Instruction:
Provide an exact copy of the data, excluding the images.

Dataset records:
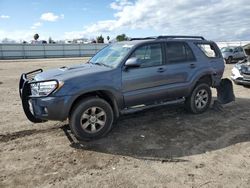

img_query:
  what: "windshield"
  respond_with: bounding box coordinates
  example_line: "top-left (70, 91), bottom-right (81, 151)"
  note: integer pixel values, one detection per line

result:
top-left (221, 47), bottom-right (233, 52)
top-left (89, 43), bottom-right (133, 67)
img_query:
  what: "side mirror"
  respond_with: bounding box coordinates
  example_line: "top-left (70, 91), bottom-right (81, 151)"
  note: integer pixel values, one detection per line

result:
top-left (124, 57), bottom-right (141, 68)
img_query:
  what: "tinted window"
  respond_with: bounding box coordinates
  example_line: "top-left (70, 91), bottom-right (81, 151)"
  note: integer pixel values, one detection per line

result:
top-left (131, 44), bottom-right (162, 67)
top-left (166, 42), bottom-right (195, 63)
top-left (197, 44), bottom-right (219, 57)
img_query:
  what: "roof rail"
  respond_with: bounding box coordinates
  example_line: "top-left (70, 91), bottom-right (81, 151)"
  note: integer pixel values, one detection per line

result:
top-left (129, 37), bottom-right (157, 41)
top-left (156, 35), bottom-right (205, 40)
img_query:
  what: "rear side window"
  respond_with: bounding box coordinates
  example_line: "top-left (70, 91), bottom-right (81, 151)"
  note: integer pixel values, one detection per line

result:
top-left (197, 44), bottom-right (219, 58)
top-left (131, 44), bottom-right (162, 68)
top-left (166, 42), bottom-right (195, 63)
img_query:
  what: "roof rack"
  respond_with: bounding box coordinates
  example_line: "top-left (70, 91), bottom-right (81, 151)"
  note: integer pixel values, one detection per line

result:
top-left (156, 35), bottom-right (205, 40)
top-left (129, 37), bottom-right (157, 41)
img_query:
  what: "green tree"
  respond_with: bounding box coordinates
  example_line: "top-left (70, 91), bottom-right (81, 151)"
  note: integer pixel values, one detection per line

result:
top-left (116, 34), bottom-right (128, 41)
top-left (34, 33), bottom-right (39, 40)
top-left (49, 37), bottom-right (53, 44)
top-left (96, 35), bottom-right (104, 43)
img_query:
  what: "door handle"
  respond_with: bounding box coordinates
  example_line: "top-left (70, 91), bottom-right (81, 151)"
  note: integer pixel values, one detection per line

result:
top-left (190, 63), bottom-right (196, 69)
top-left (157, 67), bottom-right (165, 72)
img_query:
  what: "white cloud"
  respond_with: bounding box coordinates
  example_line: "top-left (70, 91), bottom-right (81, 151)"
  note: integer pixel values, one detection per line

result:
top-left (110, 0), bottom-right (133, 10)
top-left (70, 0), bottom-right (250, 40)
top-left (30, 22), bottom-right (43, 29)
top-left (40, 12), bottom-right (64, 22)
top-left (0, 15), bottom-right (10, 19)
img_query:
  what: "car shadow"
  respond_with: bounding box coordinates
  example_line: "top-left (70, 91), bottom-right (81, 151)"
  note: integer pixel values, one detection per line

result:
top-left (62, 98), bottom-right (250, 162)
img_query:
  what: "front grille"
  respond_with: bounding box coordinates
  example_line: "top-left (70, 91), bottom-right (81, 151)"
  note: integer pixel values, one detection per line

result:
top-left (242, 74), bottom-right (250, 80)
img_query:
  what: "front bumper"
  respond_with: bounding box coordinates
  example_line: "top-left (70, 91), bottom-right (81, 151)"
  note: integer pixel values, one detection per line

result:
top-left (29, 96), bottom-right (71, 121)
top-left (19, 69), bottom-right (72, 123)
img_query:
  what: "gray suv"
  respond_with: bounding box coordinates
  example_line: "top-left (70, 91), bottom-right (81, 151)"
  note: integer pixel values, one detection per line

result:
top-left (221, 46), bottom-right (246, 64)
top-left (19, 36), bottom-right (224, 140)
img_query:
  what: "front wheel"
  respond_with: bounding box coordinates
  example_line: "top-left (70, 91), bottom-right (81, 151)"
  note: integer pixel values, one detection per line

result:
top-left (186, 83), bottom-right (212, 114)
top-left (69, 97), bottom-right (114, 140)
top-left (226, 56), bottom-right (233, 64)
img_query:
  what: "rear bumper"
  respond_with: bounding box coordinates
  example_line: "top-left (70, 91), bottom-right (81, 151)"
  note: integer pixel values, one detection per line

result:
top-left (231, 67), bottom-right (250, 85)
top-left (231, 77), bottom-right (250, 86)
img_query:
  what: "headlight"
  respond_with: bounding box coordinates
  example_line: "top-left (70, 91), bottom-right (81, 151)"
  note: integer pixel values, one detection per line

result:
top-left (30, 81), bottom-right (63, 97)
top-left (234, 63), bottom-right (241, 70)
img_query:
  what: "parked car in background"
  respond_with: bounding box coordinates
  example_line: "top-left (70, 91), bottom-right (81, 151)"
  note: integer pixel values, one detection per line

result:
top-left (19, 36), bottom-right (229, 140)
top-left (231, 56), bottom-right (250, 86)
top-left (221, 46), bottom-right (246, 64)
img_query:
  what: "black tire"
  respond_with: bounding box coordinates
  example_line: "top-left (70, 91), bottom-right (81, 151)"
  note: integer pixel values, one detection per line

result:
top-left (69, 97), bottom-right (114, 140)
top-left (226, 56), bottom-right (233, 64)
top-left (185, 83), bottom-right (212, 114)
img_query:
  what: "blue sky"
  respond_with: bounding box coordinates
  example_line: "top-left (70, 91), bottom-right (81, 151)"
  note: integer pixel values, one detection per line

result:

Final result:
img_query:
  what: "windshield"
  respond_with: bounding box coordinates
  example_line: "top-left (70, 91), bottom-right (81, 151)"
  note: integer pixel values, one detection per line

result:
top-left (221, 47), bottom-right (233, 52)
top-left (89, 43), bottom-right (133, 67)
img_query:
  what: "side mirror"
  respond_with: bounding box coordinates
  example_line: "top-left (70, 91), bottom-right (81, 151)"
  note: integer pixel values, one detection per line

result:
top-left (124, 57), bottom-right (141, 68)
img_query:
  what: "tinted window"
  respond_with: bounding box coordinates
  example_line: "top-left (70, 91), bottom-right (81, 151)"
  note: integer pixel values, one detection per line

result:
top-left (131, 44), bottom-right (162, 67)
top-left (166, 42), bottom-right (195, 63)
top-left (197, 44), bottom-right (219, 57)
img_query:
  what: "roof rail"
  respond_with: bounding box coordinates
  example_line: "top-left (70, 91), bottom-right (81, 151)"
  note: integer pixel values, one detection per line

result:
top-left (129, 37), bottom-right (157, 41)
top-left (156, 35), bottom-right (205, 40)
img_query:
  what: "rear side window"
  respond_with: bounding box coordinates
  example_line: "top-left (70, 91), bottom-right (81, 151)"
  note: integer pixel values, one detection per line

result:
top-left (197, 44), bottom-right (219, 58)
top-left (131, 44), bottom-right (162, 68)
top-left (166, 42), bottom-right (195, 63)
img_query:
  what: "roof rack"
  respond_with: bounding box coordinates
  example_line: "top-left (70, 91), bottom-right (81, 151)"
  note: integer pixel values, one detection per line

result:
top-left (156, 35), bottom-right (205, 40)
top-left (129, 37), bottom-right (157, 41)
img_query:
  what: "green tree"
  respond_with: bounding box coordinates
  example_line: "top-left (70, 91), bottom-right (81, 151)"
  note: integer pixel values, one detection per line

result:
top-left (116, 34), bottom-right (128, 41)
top-left (34, 33), bottom-right (39, 40)
top-left (49, 37), bottom-right (53, 44)
top-left (96, 35), bottom-right (104, 43)
img_query:
  what: "door handle"
  respond_with: bounding box coordinates
  example_line: "top-left (70, 91), bottom-right (81, 151)"
  note: integer pixel values, one detection per line

result:
top-left (190, 63), bottom-right (196, 69)
top-left (157, 67), bottom-right (165, 72)
img_query:
  what: "white cloud"
  respond_with: bounding box coordinates
  example_line: "top-left (70, 91), bottom-right (81, 151)"
  note: integer pixel values, one detection per line

result:
top-left (110, 0), bottom-right (133, 10)
top-left (70, 0), bottom-right (250, 40)
top-left (30, 22), bottom-right (43, 29)
top-left (40, 12), bottom-right (64, 22)
top-left (0, 15), bottom-right (10, 19)
img_query:
  what: "car shadow"
  respond_with: bounding box coordinates
  example_line: "top-left (70, 91), bottom-right (81, 151)"
  note: integer pixel values, one detection per line

result:
top-left (62, 98), bottom-right (250, 162)
img_query:
  what: "front grille"
  respond_with: bounding box coordinates
  example_line: "top-left (70, 91), bottom-right (81, 151)"
  note: integer pixel values, one detection per line

result:
top-left (242, 74), bottom-right (250, 80)
img_query:
  what: "front bumper"
  respond_with: bounding box coordinates
  example_line: "top-left (70, 91), bottom-right (81, 151)"
  note: integer pixel values, one detection per line

result:
top-left (29, 96), bottom-right (71, 121)
top-left (19, 69), bottom-right (72, 123)
img_query:
  what: "gray suv"
  respond_with: bounding box coordinates
  example_line: "top-left (70, 91), bottom-right (81, 151)"
  note: integer pixel values, one detection per line

result:
top-left (221, 46), bottom-right (246, 64)
top-left (19, 36), bottom-right (224, 140)
img_query:
  what: "front wheel"
  respond_with: bounding box coordinates
  example_line: "top-left (70, 91), bottom-right (81, 151)"
  note: integer pixel values, one detection per line

result:
top-left (186, 83), bottom-right (212, 114)
top-left (69, 97), bottom-right (114, 140)
top-left (226, 56), bottom-right (233, 64)
img_query:
  what: "rear bumper"
  respond_with: bounding box coordinates
  example_line: "top-left (70, 91), bottom-right (81, 151)"
  note: integer pixel values, one detection per line

result:
top-left (231, 67), bottom-right (250, 85)
top-left (231, 77), bottom-right (250, 86)
img_query:
  what: "headlight"
  respond_with: bounding box coordinates
  example_line: "top-left (70, 91), bottom-right (81, 151)"
  note: integer pixel values, one detection per line

result:
top-left (30, 81), bottom-right (63, 97)
top-left (234, 63), bottom-right (241, 70)
img_query:
  what: "parked car in background"
  respond_with: bounding box coordinates
  example_line: "top-left (70, 91), bottom-right (81, 151)"
  note: integer pixel values, one detection per line

result:
top-left (19, 36), bottom-right (229, 140)
top-left (231, 56), bottom-right (250, 86)
top-left (221, 46), bottom-right (246, 64)
img_query:
  what: "black tire"
  respond_with: bounding box coordinates
  example_line: "top-left (70, 91), bottom-right (81, 151)"
  note: integer pixel values, one detection per line

result:
top-left (69, 97), bottom-right (114, 140)
top-left (226, 56), bottom-right (233, 64)
top-left (185, 83), bottom-right (212, 114)
img_query:
  what: "blue sky"
  respond_with: bounding box coordinates
  example_line: "top-left (70, 91), bottom-right (81, 151)"
  note: integer pixel values, one detection per line

result:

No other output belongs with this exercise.